• **Requirements**:
Output, with no changes, everything in the records below from the line containing "Task: in the photo above, where can the limestone rock" down to the line containing "x=291, y=223", both of those lines included.

• **Extracted entries**:
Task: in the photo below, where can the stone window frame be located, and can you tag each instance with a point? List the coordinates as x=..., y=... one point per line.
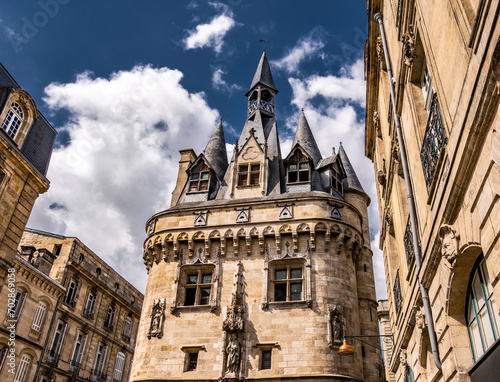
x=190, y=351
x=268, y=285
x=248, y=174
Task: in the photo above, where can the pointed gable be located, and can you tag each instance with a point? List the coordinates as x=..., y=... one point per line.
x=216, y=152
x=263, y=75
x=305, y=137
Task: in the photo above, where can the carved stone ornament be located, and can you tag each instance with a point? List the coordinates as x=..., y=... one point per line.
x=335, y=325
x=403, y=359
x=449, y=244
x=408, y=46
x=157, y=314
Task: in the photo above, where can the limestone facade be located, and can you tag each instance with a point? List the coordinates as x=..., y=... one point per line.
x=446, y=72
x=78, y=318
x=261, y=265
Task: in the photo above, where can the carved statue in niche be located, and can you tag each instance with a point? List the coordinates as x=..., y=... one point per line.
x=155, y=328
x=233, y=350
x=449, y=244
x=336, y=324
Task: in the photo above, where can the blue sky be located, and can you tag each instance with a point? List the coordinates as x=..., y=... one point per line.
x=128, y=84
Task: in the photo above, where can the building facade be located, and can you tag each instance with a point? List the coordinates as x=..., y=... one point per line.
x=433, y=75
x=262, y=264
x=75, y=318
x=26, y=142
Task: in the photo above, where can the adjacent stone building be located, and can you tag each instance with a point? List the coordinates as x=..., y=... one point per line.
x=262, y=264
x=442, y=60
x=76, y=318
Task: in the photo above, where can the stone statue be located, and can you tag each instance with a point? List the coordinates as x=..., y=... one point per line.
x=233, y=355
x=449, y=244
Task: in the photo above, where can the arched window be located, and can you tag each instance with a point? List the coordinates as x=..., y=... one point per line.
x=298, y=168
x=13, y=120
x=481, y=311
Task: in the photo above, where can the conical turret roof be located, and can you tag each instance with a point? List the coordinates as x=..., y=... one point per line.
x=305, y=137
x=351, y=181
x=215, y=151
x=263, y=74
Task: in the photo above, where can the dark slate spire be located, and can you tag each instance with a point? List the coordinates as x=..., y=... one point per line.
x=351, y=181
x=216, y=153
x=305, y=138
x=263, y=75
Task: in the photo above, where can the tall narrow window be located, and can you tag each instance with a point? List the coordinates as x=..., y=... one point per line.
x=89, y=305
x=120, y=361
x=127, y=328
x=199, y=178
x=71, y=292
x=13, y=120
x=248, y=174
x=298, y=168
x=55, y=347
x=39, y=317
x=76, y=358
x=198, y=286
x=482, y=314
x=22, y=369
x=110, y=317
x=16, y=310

--

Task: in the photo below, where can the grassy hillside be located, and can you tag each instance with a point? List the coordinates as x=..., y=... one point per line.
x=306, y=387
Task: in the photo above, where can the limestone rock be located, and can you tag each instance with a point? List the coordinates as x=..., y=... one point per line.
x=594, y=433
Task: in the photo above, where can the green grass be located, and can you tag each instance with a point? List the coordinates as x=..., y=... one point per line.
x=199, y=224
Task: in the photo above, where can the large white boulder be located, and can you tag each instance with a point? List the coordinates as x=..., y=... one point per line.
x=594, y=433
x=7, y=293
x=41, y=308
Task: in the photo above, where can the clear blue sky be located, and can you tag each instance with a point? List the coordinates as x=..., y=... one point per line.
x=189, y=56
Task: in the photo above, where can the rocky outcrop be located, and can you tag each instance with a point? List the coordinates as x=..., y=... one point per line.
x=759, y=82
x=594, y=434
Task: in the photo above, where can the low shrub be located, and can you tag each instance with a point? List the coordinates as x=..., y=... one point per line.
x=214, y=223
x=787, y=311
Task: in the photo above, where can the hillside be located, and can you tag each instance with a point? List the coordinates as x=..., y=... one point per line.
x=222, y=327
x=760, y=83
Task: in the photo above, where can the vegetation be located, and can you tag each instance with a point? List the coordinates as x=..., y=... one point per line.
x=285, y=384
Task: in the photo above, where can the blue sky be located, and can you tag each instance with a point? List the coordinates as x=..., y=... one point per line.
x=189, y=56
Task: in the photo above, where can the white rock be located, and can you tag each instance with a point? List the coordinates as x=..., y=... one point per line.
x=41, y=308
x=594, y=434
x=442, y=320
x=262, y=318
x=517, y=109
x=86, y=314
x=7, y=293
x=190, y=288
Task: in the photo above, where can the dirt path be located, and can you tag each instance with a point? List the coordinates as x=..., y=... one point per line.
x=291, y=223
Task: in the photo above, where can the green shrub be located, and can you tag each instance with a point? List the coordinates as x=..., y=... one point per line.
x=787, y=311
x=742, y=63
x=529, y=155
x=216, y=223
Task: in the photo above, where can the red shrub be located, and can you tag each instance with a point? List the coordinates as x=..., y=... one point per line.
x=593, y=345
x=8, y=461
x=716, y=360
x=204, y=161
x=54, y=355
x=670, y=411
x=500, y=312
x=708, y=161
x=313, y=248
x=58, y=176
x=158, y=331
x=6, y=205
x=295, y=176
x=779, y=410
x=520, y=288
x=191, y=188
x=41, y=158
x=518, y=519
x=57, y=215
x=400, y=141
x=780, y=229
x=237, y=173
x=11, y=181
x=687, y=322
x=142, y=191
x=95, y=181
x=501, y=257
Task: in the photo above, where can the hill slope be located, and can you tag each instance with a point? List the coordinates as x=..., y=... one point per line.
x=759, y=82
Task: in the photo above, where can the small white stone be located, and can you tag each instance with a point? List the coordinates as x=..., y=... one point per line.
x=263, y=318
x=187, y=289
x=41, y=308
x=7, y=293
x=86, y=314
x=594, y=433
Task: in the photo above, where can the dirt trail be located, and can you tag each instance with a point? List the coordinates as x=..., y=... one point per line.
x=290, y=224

• **Answer to the exercise**:
Task: in the photo above, where can the limestone rock be located, and can you tag each instance with a point? List the coordinates as x=..., y=... one point per line.
x=594, y=433
Task: in the photo above, where can the green grass be located, and can you tag each instance with a point? List the coordinates as x=..., y=... one point per line.
x=199, y=224
Task: in the photo above, where can the large white boulder be located, and can you tag each instance with a point? List the coordinates as x=..., y=... one point per line.
x=594, y=433
x=7, y=293
x=41, y=308
Task: in the photo above, where can the clear blue sky be located, and can you tag each instance with a point? List the coordinates as x=..., y=... one point per line.
x=189, y=56
Task: in the photo above, where can the rocky outcrop be located, and can you tag each instance with a point? List the coordinates as x=..., y=... one point per line.
x=759, y=82
x=594, y=434
Task: in the photo above, where can the low shrub be located, and can you tag each instance with a point? List the coordinates as x=..., y=... one point per line.
x=214, y=223
x=787, y=311
Task: in the photo above, where can the hillside be located, and can you tag each instance with a point? List the coordinates as x=..., y=... one point per line.
x=222, y=327
x=760, y=83
Task: in the photo above, where can the vegetation be located, and can you tag each instance with a point? List the coordinates as x=..., y=... one point per line.
x=285, y=384
Task: in the photo above, where can the blue sky be located, and can you tag each instance with a point? List the coordinates as x=..., y=... one point per line.
x=189, y=56
Task: in the photo above, where can the white rock be located, and can you tag each instance with a point? List the coordinates as x=..., y=... one point per line.
x=41, y=308
x=594, y=434
x=442, y=320
x=262, y=318
x=517, y=109
x=86, y=314
x=7, y=293
x=190, y=288
Task: in the photo above, where can the dirt path be located, and can you tag each instance with a point? List the coordinates as x=..., y=... one point per line.
x=291, y=223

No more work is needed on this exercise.